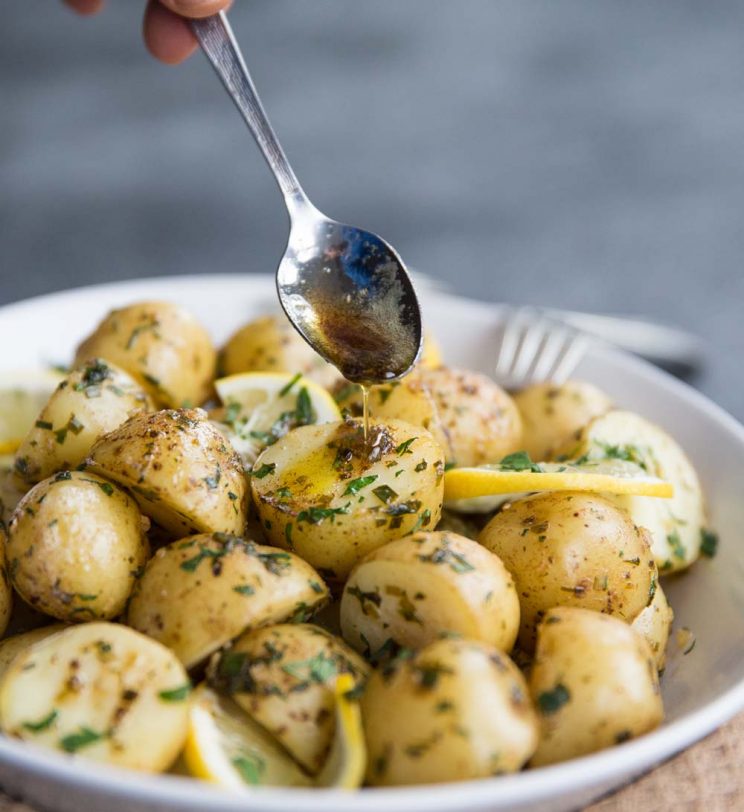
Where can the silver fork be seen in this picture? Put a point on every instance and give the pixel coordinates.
(534, 348)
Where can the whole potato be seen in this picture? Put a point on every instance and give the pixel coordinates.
(100, 691)
(655, 624)
(12, 646)
(675, 525)
(414, 590)
(271, 344)
(159, 344)
(571, 549)
(552, 414)
(458, 710)
(283, 676)
(182, 472)
(594, 683)
(198, 594)
(76, 544)
(91, 401)
(469, 415)
(332, 496)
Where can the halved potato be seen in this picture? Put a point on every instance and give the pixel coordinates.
(553, 413)
(458, 710)
(159, 344)
(284, 677)
(571, 549)
(200, 593)
(180, 469)
(100, 691)
(76, 544)
(331, 496)
(414, 590)
(675, 524)
(594, 683)
(271, 344)
(91, 401)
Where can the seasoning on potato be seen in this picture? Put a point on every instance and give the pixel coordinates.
(572, 549)
(594, 682)
(199, 593)
(283, 676)
(180, 469)
(457, 710)
(331, 496)
(100, 691)
(76, 544)
(162, 346)
(412, 591)
(91, 401)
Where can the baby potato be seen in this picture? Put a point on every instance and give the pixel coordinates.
(412, 591)
(457, 710)
(655, 624)
(594, 683)
(284, 676)
(328, 494)
(91, 401)
(552, 414)
(571, 549)
(675, 524)
(271, 344)
(12, 646)
(102, 691)
(76, 544)
(159, 344)
(181, 470)
(200, 593)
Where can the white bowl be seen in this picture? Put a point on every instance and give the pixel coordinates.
(701, 690)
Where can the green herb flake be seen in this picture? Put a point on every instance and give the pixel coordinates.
(356, 485)
(266, 469)
(179, 694)
(42, 724)
(550, 702)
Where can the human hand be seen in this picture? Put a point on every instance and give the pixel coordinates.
(167, 34)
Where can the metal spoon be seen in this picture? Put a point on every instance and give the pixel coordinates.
(345, 290)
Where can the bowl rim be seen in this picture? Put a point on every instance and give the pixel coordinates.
(624, 760)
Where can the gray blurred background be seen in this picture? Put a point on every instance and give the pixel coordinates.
(585, 154)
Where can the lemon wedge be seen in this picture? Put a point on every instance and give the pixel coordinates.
(484, 488)
(226, 747)
(23, 394)
(260, 407)
(347, 761)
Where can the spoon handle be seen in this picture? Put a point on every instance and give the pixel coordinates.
(218, 42)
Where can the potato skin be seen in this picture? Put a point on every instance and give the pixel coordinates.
(457, 710)
(75, 546)
(416, 589)
(552, 414)
(180, 469)
(91, 401)
(283, 676)
(271, 344)
(102, 691)
(655, 624)
(199, 593)
(594, 683)
(325, 493)
(160, 345)
(571, 549)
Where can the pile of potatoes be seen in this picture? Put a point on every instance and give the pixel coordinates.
(162, 562)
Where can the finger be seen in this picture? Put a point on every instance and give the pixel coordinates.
(85, 6)
(196, 8)
(167, 36)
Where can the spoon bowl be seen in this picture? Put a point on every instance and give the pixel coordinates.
(345, 290)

···

→ **Directive**
Scale the lines starting with the line that contains "Where can the spoon bowl" and going on through the end of the entries. Write out only those lines, the worded lines unchanged, and multiply each answer coordinate by 2.4, rounding to whole numbers with halves going up.

→ **Exercise output**
Where can the spoon bowl be seen in this picture? Put a point on every instance and give the pixel coordinates.
(828, 696)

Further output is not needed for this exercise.